*Textauszug*.

-------

Zunächst ist Stille in der Telefonleitung. Mehr als 80 Jahre nach dem Tod von Teresa Bellera ruft Jaume Miró eine Stiefschwester von ihr an. Ob sie ein Foto von Teresa schicken könne, um deren Identität auf einer historischen Aufnahme zu überprüfen. Als das Foto eintrifft, gibt es für den Dramaturgen aus Son Servera keinen Zweifel mehr: Eine weitere der fünf Milizionärinnen, die zu Beginn des Spanischen Bürgerkriegs (1936-1939) von den aufständischen Franco-Schergen in Manacor hingerichtet wurden, ist identifiziert.

-------

*Einträge*.
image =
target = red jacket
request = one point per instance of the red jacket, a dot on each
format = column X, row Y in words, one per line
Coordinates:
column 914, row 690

-------

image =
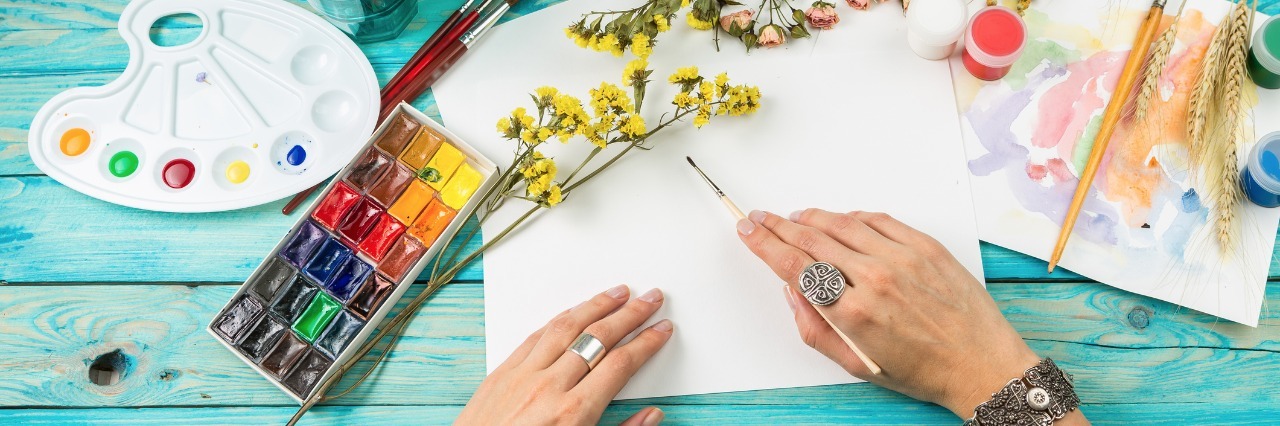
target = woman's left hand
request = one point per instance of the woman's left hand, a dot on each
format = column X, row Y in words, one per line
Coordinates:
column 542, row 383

-------

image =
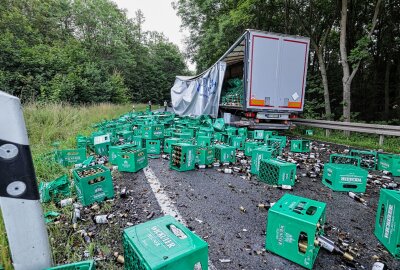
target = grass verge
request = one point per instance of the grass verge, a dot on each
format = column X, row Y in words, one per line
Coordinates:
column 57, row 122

-------

*Aufgabenstellung*.
1. Zitieren Sie aus dem Textauszug die Stelle, die mit „Zunächst ist Stille“ beginnt und bis „wurden, ist identifiziert.“ reicht.
2. Prüfen Sie anhand des Textauszugs, ob die folgenden Aussagen zutreffen. Antworten Sie jeweils mit Ja oder Nein und zitieren Sie die entscheidenden Worte des Textauszugs wörtlich.
(a) Jaume Miró ist Dramaturg aus Son Servera.
(b) Die Milizionärinnen wurden in Son Servera hingerichtet.
(c) Teresa Bellera starb vor weniger als 50 Jahren.

*Lösungen*.
1.
Zunächst ist Stille in der Telefonleitung. Mehr als 80 Jahre nach dem Tod von Teresa Bellera ruft Jaume Miró eine Stiefschwester von ihr an. Ob sie ein Foto von Teresa schicken könne, um deren Identität auf einer historischen Aufnahme zu überprüfen. Als das Foto eintrifft, gibt es für den Dramaturgen aus Son Servera keinen Zweifel mehr: Eine weitere der fünf Milizionärinnen, die zu Beginn des Spanischen Bürgerkriegs (1936-1939) von den aufständischen Franco-Schergen in Manacor hingerichtet wurden, ist identifiziert.

2.
(a) Ja: „für den Dramaturgen aus Son Servera“
(b) Nein: „in Manacor hingerichtet wurden“
(c) Nein: „Mehr als 80 Jahre nach dem Tod von Teresa Bellera“